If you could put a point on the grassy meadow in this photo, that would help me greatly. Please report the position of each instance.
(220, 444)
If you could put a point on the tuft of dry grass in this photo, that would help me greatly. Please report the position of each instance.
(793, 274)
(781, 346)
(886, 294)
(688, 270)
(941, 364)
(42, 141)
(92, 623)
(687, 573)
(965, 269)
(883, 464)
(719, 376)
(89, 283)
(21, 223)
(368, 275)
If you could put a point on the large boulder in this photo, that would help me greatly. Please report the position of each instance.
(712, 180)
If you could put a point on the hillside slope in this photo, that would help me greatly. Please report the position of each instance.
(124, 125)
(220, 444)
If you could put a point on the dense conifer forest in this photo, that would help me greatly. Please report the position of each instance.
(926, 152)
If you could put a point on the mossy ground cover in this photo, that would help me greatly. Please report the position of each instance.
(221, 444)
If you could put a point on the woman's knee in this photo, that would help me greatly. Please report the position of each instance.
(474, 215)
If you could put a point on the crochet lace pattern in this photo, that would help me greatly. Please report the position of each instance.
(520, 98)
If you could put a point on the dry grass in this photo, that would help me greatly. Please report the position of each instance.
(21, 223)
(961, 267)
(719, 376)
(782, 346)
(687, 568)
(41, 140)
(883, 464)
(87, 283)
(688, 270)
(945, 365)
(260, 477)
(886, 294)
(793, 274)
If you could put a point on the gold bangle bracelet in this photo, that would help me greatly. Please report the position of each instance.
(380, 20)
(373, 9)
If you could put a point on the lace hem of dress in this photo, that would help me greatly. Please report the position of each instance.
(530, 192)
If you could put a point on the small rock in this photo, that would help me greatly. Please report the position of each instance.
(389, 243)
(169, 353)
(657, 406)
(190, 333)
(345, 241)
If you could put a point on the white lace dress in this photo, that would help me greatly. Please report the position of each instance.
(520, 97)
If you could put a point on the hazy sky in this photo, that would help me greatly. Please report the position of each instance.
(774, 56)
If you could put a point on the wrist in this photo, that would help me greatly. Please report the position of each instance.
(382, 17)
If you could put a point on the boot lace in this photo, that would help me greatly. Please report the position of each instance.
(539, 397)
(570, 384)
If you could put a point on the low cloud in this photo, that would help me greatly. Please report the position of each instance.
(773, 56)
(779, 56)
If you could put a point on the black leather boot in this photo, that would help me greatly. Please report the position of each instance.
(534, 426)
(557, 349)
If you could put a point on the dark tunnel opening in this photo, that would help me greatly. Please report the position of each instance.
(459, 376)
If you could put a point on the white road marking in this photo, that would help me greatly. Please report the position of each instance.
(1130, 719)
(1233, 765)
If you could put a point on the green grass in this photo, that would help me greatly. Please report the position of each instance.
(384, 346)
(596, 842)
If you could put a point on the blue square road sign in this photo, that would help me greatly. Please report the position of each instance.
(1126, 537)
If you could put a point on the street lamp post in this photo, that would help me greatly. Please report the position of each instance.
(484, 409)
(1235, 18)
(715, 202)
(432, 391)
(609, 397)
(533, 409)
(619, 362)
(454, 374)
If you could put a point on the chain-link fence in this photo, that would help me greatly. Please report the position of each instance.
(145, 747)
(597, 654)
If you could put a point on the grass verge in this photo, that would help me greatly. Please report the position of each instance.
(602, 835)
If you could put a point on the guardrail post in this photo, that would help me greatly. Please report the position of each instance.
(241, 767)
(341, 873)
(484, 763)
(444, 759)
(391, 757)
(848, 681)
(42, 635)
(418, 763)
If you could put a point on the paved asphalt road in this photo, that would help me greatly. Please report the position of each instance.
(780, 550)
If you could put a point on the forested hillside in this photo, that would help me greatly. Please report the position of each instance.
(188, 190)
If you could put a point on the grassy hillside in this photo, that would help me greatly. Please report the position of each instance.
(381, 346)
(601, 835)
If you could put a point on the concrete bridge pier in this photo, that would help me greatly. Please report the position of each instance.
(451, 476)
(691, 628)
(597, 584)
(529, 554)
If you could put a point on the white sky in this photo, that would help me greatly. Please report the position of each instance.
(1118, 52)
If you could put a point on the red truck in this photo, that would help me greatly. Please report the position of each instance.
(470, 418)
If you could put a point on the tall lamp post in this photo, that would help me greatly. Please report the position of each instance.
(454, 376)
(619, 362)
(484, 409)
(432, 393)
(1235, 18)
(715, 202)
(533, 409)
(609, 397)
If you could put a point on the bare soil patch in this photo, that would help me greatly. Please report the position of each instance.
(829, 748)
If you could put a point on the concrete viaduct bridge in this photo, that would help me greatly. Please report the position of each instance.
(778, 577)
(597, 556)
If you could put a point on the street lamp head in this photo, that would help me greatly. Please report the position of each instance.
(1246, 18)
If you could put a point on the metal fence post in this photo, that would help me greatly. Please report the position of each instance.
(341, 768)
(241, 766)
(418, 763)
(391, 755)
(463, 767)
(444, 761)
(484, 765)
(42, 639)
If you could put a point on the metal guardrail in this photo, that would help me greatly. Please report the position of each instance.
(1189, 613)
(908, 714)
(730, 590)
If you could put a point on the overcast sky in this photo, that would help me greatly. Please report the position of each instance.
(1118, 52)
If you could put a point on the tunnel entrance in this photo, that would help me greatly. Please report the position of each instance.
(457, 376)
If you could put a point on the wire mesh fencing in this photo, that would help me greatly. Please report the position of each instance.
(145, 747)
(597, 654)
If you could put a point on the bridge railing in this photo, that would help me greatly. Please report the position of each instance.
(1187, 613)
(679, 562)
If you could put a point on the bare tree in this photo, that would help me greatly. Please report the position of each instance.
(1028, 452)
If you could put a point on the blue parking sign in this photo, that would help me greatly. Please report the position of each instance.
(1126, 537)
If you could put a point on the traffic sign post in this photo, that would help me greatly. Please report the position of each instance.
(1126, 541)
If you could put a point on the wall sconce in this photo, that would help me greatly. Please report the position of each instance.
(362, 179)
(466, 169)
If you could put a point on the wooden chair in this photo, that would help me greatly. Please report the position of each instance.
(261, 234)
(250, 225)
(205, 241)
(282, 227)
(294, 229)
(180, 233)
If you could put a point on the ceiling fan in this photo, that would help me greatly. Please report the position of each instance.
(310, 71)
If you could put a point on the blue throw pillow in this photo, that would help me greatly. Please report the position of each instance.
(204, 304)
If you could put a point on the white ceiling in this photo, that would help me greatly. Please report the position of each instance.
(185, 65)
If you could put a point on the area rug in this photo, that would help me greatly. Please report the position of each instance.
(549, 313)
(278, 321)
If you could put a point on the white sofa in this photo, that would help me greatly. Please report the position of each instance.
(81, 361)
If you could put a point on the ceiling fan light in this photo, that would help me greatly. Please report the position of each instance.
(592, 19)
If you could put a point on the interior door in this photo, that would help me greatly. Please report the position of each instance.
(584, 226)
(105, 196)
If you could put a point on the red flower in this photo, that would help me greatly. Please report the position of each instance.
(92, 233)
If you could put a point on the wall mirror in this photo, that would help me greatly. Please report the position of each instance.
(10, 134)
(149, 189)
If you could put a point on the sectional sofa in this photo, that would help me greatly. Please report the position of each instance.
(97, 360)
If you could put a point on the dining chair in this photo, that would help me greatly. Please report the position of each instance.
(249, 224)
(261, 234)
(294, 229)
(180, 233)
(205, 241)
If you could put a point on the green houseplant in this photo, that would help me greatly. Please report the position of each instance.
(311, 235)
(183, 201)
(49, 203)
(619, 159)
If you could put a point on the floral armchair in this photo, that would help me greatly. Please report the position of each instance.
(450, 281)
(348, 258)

### PROBLEM REQUIREMENTS
Reproduce only the lines running from the one that contains "If you could put a point on the white ceiling" to the last line of the records.

### RESPONSE BELOW
If you could put a point on the white ceiling in this photo, that would help me greatly. Please report the position of each instance.
(185, 65)
If you could put a point on the area rug in this photo, that would help me greatly. Please report the position of each instance.
(549, 313)
(278, 321)
If you could put a point on the white sofa in this photo, that would help me greatly. Please report the position of each instance.
(81, 361)
If you could put a point on the ceiling fan light in this photo, that would help me greatly. Please report the position of each instance.
(592, 19)
If you could put a point on the interior door in this photo, that would help me greatly. Please report the position of each instance.
(584, 226)
(105, 196)
If you could put a point on the red flower in this photo, that would help me greatly. Please report the position of each instance.
(92, 233)
If you could put a point on the wall mirror in this photo, that would help me greatly. Please report the position of each instance.
(10, 134)
(149, 189)
If you could put a point on the sectional sofa in this photo, that would help me greatly. Please report the position of each instance.
(97, 360)
If you could put a point on the dining chair in this photo, that would help me greatly. Please report the position of each instance.
(249, 224)
(261, 234)
(294, 229)
(180, 233)
(205, 241)
If you could put a point on the green houseplant in this photo, that would help me greatly. Please report the position of each instance.
(311, 235)
(183, 201)
(49, 203)
(619, 159)
If you could put a point on the floral armchair in this photo, that would help me greatly. Please report the position of each instance.
(450, 281)
(348, 258)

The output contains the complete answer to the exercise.